> Written instruction
Please extract each line in the records below that contains the word "blue" and copy it out whole.

> Exercise data
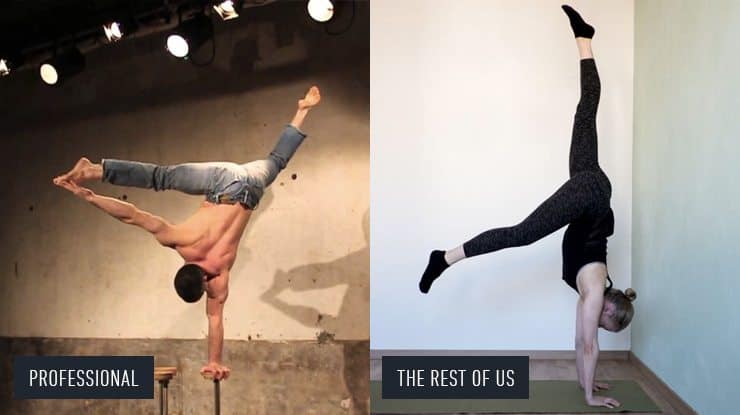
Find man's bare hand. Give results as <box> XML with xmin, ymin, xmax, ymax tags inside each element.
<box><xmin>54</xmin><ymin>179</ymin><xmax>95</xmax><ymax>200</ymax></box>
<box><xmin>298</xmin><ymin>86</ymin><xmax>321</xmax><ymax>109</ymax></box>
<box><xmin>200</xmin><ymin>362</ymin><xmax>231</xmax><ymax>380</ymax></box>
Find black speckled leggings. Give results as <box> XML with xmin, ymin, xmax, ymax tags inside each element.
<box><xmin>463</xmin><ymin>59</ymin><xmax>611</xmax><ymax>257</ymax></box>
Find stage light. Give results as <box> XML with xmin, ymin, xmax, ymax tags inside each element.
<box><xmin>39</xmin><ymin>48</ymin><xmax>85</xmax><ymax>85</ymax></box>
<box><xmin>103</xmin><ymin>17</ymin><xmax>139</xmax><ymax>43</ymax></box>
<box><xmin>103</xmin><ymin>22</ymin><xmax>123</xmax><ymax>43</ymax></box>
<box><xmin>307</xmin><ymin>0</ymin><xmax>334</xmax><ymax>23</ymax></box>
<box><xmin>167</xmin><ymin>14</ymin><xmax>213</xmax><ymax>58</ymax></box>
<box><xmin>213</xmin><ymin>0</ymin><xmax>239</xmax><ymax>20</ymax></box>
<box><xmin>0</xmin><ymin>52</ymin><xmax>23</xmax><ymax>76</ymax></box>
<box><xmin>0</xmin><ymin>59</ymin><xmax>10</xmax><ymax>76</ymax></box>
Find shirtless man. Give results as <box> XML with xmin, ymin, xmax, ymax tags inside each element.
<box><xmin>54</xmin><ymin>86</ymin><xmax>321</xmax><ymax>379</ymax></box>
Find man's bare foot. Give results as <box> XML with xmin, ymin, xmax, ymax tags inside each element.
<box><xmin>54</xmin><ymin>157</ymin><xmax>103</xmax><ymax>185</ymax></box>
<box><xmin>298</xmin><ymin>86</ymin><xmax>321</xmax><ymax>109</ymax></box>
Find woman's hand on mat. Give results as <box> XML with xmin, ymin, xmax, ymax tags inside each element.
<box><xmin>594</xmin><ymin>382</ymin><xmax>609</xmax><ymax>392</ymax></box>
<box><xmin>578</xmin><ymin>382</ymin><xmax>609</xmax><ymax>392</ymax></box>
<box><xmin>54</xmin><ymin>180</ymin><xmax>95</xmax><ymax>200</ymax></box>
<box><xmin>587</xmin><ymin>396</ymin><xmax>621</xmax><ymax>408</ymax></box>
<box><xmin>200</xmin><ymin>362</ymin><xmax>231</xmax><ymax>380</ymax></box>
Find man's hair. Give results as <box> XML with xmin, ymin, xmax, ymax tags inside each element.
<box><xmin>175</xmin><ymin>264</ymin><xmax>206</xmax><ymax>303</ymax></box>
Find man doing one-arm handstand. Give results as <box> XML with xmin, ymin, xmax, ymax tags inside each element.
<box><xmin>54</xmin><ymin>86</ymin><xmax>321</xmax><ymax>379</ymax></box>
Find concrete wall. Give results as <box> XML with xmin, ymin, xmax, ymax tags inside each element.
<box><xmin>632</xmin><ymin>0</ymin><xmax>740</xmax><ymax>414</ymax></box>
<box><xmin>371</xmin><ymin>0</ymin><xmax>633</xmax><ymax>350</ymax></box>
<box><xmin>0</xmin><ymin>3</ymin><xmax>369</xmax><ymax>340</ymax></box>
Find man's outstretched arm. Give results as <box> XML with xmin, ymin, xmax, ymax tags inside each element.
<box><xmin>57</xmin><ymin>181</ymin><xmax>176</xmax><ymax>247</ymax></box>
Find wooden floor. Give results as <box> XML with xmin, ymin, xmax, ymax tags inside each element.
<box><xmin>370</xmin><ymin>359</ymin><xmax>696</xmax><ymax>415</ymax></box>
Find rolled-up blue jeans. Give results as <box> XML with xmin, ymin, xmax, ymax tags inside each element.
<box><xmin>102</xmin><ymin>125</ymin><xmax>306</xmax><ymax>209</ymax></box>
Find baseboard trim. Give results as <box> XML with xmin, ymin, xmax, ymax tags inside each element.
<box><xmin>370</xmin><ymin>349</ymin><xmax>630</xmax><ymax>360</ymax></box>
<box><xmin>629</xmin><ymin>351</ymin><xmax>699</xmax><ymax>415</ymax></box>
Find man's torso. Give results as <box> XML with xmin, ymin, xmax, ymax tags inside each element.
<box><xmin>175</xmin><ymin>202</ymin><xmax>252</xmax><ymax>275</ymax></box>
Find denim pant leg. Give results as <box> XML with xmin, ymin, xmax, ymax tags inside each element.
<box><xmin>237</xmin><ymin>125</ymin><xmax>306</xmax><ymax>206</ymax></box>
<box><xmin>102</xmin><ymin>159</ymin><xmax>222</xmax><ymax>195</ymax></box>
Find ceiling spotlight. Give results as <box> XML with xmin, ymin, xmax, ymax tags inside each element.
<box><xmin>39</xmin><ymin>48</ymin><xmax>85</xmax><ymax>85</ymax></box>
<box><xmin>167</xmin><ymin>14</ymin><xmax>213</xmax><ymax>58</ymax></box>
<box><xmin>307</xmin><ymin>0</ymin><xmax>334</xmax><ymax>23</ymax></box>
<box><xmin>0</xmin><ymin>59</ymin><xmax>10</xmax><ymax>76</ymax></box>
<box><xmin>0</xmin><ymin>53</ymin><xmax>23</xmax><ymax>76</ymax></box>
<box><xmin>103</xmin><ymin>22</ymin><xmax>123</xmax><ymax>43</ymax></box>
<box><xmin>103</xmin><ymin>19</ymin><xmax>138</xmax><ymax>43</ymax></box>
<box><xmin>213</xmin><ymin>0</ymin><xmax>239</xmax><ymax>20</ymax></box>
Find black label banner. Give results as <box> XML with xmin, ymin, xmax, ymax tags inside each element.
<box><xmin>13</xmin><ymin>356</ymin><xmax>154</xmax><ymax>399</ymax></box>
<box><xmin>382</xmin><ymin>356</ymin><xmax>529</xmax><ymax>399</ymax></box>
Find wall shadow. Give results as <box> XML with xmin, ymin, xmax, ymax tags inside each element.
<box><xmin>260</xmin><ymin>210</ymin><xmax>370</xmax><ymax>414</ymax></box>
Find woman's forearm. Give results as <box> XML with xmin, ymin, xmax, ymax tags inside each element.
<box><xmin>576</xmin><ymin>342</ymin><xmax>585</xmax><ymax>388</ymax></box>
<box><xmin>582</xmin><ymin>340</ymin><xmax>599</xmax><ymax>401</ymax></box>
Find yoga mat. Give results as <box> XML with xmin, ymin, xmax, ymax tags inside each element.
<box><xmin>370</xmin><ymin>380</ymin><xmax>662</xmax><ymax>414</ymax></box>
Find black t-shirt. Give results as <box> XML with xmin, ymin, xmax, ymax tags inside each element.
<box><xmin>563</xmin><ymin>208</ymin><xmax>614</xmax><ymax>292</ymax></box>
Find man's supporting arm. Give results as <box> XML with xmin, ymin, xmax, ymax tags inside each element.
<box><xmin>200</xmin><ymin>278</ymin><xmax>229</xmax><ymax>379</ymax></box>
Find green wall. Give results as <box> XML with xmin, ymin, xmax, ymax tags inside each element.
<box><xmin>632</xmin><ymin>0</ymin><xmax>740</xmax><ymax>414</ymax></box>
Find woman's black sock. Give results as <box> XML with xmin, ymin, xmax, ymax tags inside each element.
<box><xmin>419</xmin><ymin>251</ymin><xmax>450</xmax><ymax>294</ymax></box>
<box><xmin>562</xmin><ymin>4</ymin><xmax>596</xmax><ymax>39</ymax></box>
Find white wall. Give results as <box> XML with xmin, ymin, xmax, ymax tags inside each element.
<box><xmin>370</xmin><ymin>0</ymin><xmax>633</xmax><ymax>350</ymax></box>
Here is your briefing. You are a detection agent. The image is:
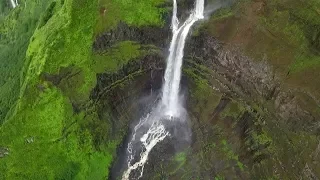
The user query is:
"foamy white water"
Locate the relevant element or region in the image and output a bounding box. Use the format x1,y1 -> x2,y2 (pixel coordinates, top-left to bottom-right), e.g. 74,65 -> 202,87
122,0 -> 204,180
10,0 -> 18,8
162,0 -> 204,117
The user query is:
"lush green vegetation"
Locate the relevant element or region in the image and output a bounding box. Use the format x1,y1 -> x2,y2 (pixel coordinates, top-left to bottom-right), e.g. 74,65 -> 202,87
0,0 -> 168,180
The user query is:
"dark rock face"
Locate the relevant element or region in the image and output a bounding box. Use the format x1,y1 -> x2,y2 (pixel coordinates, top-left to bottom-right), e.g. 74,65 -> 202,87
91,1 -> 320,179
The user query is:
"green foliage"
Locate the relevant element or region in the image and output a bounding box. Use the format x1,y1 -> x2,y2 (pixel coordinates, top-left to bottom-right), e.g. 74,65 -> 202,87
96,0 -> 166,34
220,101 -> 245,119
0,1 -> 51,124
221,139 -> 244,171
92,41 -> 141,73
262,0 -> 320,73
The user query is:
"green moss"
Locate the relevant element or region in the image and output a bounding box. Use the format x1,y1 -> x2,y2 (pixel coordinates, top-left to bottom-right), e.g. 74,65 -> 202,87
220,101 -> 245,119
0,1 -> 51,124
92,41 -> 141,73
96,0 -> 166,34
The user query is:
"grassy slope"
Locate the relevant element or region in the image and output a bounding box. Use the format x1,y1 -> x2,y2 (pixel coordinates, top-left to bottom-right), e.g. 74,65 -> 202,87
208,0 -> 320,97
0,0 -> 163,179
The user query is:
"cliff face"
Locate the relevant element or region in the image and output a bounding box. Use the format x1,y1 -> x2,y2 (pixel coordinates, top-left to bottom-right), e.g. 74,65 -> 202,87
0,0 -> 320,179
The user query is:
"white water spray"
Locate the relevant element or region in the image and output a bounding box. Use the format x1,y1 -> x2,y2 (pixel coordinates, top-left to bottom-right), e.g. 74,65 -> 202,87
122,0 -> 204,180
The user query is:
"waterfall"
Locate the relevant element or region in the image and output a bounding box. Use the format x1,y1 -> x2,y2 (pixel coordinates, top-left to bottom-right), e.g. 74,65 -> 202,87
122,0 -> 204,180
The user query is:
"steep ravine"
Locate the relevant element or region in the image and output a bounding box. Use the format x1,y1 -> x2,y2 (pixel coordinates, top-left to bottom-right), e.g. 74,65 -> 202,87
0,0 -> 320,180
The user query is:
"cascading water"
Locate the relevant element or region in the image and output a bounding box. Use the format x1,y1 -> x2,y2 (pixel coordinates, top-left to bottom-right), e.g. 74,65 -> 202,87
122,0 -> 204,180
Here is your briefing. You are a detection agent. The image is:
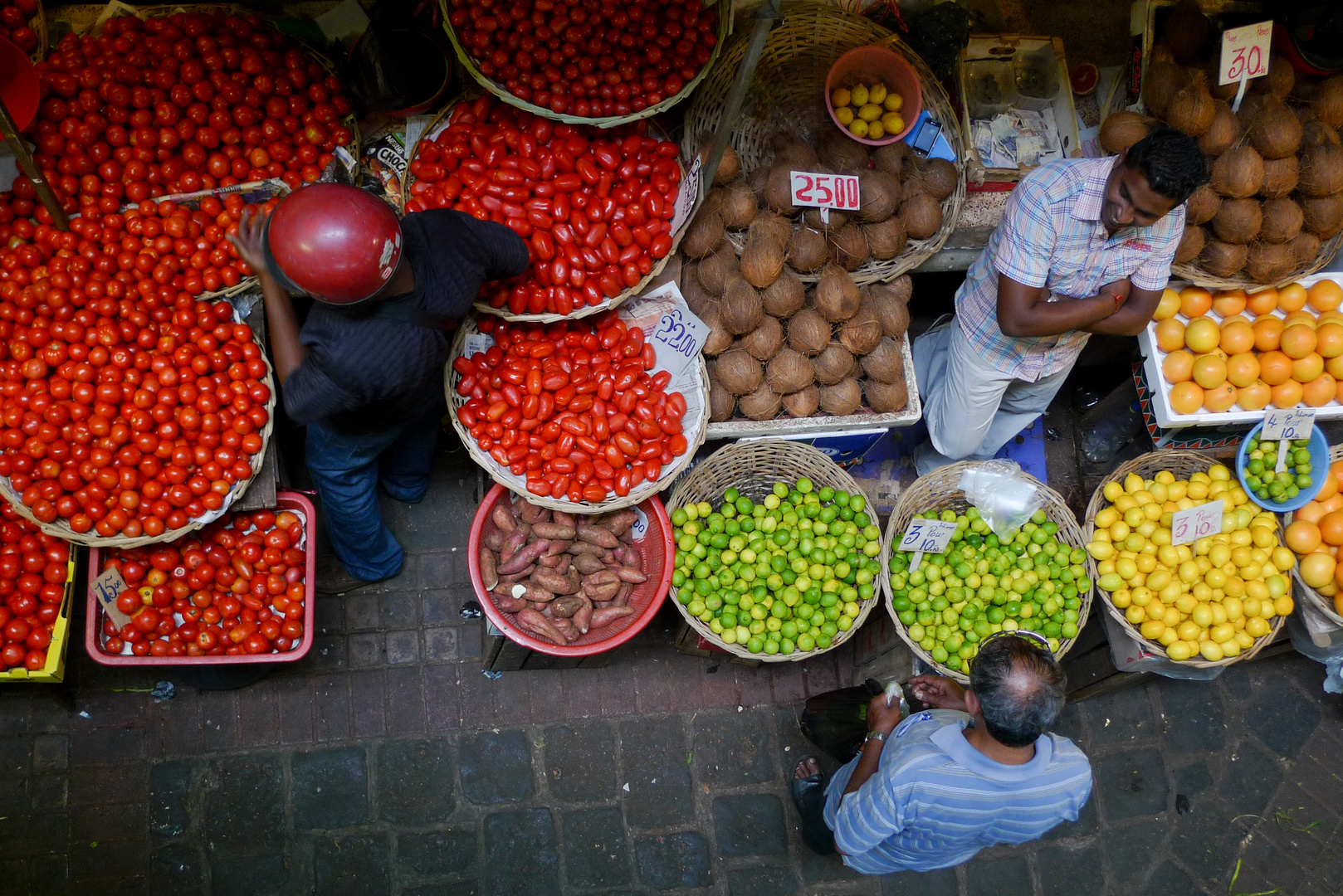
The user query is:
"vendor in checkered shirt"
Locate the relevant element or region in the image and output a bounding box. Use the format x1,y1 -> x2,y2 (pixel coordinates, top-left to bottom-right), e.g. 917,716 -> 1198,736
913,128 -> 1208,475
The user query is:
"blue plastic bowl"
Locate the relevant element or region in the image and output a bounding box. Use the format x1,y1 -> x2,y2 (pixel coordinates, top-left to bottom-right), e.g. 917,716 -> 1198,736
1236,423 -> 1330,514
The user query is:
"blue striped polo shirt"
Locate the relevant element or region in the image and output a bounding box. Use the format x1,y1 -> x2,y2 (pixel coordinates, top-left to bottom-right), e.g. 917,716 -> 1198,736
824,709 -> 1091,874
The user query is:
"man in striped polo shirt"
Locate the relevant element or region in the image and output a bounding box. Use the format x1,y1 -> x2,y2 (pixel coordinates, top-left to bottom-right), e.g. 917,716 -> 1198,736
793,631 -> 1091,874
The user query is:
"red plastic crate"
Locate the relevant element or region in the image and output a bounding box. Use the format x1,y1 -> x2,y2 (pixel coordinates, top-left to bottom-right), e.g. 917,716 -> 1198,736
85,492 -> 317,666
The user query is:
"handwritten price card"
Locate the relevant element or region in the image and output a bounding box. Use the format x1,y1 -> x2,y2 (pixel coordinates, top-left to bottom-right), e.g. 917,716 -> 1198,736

> Solution for this task
Find rolled-up blue jeans. Give results as <box> XML with xmin, ymin, xmax, ymax tags inside each element.
"blue plastic bowl"
"blue striped polo shirt"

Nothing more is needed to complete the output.